Especially when they know they're being used as a guinea pig against their own best interests. Guinea Pigs used in research never end up living happier, healthier lives either. The scientists and financial backers slap each other on the back and tell each other, "Oh well, better luck next time," and then they go in search of a fresh guinea pig.
There's plenty of pseudo science happening today, and in some of the strangest places. In Michigan, the test subjects are cities and the experiment hypothesis is this: Can depriving the citizens of a city or school district be beneficial if we take away their pensions, jobs and strip them of their assets in order to improve the health of the test subject?
When running such a risky experiment you're going to need the best scientist for the job. You tell the press you're searching for the best scientist, but actually you've had someone in mind all along even before you officially declare you're running the experiment. Someone who you believe the guinea pigs will accept as a person who just wants to help, and pay a six figure salary even though it's a fraction of his usual billable hours so as far as the scientist is concerned he's doing charity work. Someone who is willing to take the job provided there are concessions, one of those being the scientist gets to spend as little time in the lab as possible. Don't worry, he can still do most of the research from home, while the guinea pigs pay a six figure salary and provide accommodation the scientist will rarely use.
But if the scientist isn't doing his research in the lab, who's around to inform everyone how the experiment is going? You hire a PR man to put on a lab coat and handle public questions, that's what you do. It's worth it after all, because now you have the best scientist available running his experiment from home and someone in the lab acting like everything's alright. This research is golden, right?
Not really, that's because the guinea pigs are not ignorant guinea pigs and they know something is very wrong with this experiment. So wrong the guinea pigs stage protests, and clog the freeways with their cars, and when the scientist does announce he's coming to town to collect data for the experiment, and bringing in people who will help with his research, the guinea pigs plan to make sure the data is contaminated with more planned protests, so the scientist cancels the data collection and everyone goes home to hypothesize instead.
So at this point you might be thinking, "There is no way this experiment will work, the test subjects refuse to cooperate and the scientist isn't even in the lab." That doesn't matter because the people who wanted the experiment performed gave the scientist unlimited powers to strip the guinea pigs of their civil rights, cancel contracts, put people out of work, and even sell what few things the city has that still make it a place worth visiting. Like their art collection.
There's a bigger picture here than just one city. This one city is the face of the state. There are people from far away with lots of money who want this experiment run to it's conclusion, and they demand the experiment succeed this time, despite it failing everywhere else. The people from far away want to use the results of this experiment on more guinea pigs in other cities that are having financial trouble. They need one city that shows positive reaction to the stimulus so they can develop a vaccine and inoculate other cities in other states.

Problems to solve ::
1. In the essay about cities as guinea pigs, who is hired to put on a lab coat and handle public questions?
2. Resume the essay about Michigan cities as guinea pigs after its last sentence.

(Stored data entries)

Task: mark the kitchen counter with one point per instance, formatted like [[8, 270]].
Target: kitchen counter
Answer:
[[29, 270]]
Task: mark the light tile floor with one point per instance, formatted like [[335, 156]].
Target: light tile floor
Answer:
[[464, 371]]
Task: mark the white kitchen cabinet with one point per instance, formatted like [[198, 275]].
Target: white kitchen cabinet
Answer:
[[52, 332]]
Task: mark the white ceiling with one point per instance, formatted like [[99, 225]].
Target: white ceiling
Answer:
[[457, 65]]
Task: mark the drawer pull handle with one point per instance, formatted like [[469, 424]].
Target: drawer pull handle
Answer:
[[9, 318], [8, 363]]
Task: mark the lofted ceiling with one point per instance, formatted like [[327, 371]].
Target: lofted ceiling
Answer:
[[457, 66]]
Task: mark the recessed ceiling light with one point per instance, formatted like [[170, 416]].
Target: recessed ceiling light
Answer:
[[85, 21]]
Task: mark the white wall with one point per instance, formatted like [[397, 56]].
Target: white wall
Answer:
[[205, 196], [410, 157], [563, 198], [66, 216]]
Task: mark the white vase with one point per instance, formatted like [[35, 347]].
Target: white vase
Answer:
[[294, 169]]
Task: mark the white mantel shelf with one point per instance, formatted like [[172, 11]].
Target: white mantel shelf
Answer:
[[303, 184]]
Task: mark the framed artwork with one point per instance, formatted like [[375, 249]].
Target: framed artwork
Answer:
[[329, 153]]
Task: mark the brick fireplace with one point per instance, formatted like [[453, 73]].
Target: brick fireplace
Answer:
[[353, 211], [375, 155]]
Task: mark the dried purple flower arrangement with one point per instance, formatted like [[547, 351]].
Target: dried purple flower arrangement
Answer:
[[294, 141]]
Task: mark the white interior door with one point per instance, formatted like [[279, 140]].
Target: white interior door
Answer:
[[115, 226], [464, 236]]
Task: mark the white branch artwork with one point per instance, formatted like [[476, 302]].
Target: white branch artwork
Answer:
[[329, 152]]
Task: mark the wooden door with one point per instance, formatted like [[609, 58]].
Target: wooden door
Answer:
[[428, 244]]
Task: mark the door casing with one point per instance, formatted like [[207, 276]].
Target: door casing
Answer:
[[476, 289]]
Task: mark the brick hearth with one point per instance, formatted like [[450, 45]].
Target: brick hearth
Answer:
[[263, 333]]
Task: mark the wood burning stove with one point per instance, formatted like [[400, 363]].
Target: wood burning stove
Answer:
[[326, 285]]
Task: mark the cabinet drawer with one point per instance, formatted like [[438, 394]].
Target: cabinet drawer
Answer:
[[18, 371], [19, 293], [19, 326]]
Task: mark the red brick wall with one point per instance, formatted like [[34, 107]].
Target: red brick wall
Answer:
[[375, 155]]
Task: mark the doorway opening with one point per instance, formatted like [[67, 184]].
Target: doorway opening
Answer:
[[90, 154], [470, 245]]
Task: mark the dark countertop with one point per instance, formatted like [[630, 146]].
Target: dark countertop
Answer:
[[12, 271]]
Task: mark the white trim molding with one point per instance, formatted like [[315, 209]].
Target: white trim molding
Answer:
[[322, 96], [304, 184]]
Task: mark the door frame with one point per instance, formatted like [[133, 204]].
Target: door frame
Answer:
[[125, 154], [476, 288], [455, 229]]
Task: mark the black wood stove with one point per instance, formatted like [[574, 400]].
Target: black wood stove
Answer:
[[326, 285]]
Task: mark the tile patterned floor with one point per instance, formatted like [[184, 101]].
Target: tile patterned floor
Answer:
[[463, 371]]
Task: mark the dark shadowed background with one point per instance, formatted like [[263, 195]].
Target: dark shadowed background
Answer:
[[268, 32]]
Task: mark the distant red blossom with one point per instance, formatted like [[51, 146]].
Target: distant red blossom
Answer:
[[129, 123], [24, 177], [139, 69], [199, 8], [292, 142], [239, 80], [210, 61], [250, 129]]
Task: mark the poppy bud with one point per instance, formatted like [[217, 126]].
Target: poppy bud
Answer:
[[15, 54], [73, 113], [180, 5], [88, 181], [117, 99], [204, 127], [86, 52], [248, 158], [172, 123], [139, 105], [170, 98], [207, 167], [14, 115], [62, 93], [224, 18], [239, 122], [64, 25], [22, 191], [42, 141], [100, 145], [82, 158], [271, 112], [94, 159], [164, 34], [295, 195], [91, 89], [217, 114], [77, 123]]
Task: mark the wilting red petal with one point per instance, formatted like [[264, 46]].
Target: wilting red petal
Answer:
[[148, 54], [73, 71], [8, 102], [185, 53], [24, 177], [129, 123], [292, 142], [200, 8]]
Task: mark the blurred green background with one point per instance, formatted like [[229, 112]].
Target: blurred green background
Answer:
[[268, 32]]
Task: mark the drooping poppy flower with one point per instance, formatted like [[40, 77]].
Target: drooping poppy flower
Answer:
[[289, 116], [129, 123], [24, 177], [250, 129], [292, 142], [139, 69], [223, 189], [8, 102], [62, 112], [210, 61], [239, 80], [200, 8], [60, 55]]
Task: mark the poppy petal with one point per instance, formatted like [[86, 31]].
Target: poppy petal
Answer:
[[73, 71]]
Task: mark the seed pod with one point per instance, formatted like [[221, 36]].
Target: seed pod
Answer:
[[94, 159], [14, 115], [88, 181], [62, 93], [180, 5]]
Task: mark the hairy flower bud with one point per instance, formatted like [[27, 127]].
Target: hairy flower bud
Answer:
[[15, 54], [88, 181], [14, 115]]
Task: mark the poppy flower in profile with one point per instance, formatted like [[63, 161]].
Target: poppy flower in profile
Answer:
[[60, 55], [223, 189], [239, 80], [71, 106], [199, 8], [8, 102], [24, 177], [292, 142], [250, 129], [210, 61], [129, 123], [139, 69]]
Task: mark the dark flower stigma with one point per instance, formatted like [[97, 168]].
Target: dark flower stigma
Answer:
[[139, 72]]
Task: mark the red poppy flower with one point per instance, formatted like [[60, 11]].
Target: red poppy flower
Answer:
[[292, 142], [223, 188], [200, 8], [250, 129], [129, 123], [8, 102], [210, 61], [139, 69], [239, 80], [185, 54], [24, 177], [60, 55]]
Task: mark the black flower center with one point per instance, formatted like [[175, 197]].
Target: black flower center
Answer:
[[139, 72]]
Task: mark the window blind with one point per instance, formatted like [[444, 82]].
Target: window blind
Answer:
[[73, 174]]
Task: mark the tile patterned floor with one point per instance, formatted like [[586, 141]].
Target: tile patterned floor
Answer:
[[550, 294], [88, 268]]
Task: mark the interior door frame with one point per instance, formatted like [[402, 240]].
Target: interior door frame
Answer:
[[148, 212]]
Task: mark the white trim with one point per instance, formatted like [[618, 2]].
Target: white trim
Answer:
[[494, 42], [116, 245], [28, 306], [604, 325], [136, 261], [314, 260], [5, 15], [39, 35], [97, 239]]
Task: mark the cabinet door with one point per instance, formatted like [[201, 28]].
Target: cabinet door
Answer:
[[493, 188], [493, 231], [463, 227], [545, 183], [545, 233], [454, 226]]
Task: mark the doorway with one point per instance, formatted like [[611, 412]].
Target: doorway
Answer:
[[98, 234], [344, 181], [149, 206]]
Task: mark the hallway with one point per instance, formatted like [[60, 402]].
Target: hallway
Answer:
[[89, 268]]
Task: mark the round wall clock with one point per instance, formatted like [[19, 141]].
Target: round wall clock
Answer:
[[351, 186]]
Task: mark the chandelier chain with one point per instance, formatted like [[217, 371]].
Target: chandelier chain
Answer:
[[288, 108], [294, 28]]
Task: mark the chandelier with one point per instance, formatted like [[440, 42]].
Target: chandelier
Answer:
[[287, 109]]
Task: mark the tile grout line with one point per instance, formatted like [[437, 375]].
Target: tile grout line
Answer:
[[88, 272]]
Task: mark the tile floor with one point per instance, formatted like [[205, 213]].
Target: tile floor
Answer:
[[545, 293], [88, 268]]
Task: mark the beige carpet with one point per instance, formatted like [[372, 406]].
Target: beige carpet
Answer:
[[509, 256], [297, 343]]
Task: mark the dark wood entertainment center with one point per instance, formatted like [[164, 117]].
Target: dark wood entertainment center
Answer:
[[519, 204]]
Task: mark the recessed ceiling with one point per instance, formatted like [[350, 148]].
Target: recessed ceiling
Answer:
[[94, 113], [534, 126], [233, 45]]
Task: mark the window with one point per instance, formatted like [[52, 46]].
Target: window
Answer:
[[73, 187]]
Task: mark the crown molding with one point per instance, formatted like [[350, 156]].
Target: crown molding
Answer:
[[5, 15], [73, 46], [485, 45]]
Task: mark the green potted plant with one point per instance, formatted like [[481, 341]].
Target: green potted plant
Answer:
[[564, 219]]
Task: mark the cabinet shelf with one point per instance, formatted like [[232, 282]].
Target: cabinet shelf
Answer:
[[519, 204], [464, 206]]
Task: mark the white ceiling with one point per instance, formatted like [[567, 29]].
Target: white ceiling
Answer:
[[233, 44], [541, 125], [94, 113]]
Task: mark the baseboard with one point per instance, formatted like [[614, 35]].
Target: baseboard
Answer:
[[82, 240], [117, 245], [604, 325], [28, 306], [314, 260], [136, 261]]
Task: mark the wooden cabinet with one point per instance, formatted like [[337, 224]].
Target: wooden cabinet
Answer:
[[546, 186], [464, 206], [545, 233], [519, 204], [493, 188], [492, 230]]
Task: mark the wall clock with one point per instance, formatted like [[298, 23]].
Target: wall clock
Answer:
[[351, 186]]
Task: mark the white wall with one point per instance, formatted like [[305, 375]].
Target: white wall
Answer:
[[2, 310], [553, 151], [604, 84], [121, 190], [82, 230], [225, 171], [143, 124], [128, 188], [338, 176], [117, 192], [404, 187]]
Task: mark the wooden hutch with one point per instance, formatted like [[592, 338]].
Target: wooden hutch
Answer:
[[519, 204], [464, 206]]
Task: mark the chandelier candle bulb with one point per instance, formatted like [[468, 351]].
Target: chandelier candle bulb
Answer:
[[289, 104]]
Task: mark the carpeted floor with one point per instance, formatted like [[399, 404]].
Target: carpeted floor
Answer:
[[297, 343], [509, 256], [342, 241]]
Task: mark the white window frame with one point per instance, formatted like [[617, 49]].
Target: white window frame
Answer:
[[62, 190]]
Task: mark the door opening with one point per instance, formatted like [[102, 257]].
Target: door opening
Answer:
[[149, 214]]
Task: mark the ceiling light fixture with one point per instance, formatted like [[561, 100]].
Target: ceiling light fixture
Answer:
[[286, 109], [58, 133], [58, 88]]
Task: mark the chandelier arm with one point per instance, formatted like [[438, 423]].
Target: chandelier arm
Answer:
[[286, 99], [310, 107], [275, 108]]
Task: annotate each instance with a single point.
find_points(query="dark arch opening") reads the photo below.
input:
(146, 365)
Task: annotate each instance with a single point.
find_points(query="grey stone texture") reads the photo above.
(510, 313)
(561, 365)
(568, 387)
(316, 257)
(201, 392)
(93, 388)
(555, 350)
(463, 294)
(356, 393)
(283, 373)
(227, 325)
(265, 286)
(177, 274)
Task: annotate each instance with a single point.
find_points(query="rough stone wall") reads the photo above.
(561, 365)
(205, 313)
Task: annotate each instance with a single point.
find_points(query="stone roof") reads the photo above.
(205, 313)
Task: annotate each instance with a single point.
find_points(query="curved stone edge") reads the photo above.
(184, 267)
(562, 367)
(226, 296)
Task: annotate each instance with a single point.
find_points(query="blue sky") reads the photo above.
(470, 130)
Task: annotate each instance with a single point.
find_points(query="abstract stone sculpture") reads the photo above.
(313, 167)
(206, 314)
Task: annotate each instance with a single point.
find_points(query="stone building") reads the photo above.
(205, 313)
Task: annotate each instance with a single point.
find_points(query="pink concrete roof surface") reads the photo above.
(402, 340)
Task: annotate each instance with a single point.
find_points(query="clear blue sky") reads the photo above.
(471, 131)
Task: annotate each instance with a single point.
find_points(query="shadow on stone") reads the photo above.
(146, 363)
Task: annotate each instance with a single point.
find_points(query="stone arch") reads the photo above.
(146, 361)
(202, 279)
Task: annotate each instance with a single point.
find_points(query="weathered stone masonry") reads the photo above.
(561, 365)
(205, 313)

Numbered answers ::
1. A PR man.

2.
But what disease is this vaccine supposed to prevent? Does the city thrive and become a healthy place for everybody again, including the guinea pigs being used as test subjects, or is it a vaccine that keeps the city barely alive enough long enough so creditors can strip the city bare of everything they want, before the city becomes a corpse.
Or perhaps the experiment is meant to only save the parts of the city that are doing well, but surgically remove the parts that aren't from the parts that are still healthy so they can continue to function as small, but healthy fragments of the city.
The experiment was performed in other cities, but not once has there been a successful outcome. This is due to many factors, but the main one everyone agrees is the real problem is the method the scientists have to use when they perform the experiment.
The person who came up with this method isn't a scientist, he's an accountant. He came up with his brilliant plan while running for governor. Put a person in charge for a short period of time and give them unlimited power to fix the problems in the city or school district, and when they're done hand over a shiny, recovered city that can stay healthy. The people living in the city will only lose their civil rights momentarily, but the benefits outweigh the temporary loss of constitutionally guaranteed rights.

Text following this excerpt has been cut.